** Extract provided follows **

This guest post was written by Katherine Stone, founder of Postpartum Progress, a site dedicated to raising awareness, fighting stigma and providing peer support and programming to women with maternal mental illness. 

These were the words of New York Times bestselling author and spiritual guru Marianne Williamson yesterday, in response to the news that our government has finally recommended that moms should definitely be screened for postpartum depression. When I saw them I couldn’t believe my eyes.

I checked her Facebook page: 600,000 followers. I checked her Twitter account: 300,000 followers. Then I became nearly hysterical thinking of the influence she has on so many and how her words would serve to stigmatize and shame. I felt the collective gut punch of about a million women in the U.S. who’ve had PPD in the last year or have it right now. I felt like I was watching the maternal mental health movement getting dragged backward. Watching women be told, “just try harder.” It’s on you, ladies! Get out that yoga mat and downward dog the PPD right out of you.

When you have the kind of following Marianne has you have power. People look to you for guidance. They trust what you have to say, and they don’t even ask if you have the knowledge and expertise to say it. And here she was saying that the reason healthcare providers are now being urged to screen all moms is because of money. Not because one in seven women will get PPD or a related illness. Not because suicide is one of the leading causes of maternal mortality, more so than postpartum hemorrhage. Not because the vast majority of women who have maternal mental illness never get identified or treated. Not because those women’s children will now have a higher likelihood of cognitive development problems, poor performance in school, and future substance abuse and psychiatric problems. Just the almighty dollar.

** End of Extract provided **
** Records provided follows **

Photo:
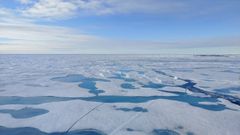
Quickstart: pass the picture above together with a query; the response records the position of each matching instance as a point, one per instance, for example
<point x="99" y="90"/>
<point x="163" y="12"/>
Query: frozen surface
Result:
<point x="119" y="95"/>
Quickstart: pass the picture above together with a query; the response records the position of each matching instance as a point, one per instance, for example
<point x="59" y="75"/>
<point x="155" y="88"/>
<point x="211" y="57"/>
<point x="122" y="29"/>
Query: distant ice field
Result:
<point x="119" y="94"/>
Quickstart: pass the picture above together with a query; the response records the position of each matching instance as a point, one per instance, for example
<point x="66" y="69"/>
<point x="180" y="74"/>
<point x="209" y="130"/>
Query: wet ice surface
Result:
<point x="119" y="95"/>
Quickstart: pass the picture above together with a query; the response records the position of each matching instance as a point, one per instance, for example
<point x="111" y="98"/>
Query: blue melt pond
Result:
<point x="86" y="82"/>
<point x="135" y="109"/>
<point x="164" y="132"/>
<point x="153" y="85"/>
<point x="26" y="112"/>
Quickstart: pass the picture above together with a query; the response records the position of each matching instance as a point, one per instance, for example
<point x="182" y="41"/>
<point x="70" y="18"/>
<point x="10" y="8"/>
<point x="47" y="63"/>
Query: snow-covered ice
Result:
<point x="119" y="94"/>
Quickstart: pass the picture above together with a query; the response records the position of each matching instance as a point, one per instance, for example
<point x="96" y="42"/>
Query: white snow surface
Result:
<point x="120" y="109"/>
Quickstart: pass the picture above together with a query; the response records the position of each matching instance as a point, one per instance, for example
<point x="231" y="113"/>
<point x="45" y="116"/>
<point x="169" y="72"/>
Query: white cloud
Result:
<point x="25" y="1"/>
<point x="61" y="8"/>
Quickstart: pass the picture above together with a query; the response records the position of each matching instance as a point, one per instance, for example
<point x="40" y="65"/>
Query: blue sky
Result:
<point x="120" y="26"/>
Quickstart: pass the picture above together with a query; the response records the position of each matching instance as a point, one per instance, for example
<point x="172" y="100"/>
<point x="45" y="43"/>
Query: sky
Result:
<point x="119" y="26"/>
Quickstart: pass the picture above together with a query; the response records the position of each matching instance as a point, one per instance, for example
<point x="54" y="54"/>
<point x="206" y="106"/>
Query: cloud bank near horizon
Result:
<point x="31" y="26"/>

** End of Records provided **
** Records provided follows **

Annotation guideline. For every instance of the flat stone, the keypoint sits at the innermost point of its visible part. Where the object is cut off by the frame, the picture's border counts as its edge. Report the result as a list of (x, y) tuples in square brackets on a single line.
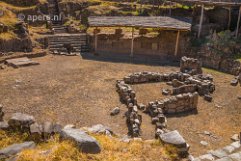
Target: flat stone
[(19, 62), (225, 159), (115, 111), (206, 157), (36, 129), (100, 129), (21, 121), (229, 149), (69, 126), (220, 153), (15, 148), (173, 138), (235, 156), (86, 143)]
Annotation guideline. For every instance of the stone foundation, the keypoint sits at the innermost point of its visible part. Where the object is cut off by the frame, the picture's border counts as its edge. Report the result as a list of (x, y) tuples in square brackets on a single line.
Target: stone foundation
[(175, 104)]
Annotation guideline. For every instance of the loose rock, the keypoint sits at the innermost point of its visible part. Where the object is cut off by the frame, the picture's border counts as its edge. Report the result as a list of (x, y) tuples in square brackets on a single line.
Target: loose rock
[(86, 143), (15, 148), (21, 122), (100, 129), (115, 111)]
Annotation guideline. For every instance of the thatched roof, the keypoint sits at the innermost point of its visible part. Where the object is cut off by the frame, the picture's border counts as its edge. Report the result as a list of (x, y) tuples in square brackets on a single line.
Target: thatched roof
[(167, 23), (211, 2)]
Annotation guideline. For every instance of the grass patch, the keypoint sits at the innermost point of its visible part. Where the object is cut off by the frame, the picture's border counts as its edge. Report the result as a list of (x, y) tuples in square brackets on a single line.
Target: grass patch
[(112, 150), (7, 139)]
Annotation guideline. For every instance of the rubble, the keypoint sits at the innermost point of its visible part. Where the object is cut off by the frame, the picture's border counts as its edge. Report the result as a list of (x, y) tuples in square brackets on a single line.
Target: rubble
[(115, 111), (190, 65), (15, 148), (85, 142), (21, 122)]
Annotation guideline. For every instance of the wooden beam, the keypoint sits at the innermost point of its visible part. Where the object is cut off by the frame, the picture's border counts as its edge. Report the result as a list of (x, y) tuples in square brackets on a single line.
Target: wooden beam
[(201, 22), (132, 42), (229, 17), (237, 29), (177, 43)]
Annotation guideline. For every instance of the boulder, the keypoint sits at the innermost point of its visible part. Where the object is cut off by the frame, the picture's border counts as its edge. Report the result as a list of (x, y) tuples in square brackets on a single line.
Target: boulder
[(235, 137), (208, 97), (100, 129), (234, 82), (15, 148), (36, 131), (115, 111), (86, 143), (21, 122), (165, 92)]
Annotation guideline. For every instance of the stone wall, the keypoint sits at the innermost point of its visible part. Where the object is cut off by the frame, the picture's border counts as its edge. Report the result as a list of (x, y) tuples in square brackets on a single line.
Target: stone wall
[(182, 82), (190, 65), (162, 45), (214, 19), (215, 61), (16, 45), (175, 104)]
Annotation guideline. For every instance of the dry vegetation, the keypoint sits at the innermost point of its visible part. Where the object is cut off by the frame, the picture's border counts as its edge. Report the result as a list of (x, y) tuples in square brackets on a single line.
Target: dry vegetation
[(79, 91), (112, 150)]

** End of Records provided **

## Actions to take
[a] Rewrite the guest post starting at "When you have" and ending at "the almighty dollar.", swapping "PPD" for "postpartum depression" throughout that span.
[b] According to the guest post, how many women will get PPD or a related illness?

## Answers for the exercise
[a]
When you have the kind of following Marianne has you have power. People look to you for guidance. They trust what you have to say, and they don’t even ask if you have the knowledge and expertise to say it. And here she was saying that the reason healthcare providers are now being urged to screen all moms is because of money. Not because one in seven women will get postpartum depression or a related illness. Not because suicide is one of the leading causes of maternal mortality, more so than postpartum hemorrhage. Not because the vast majority of women who have maternal mental illness never get identified or treated. Not because those women’s children will now have a higher likelihood of cognitive development problems, poor performance in school, and future substance abuse and psychiatric problems. Just the almighty dollar.

[b] One in seven women.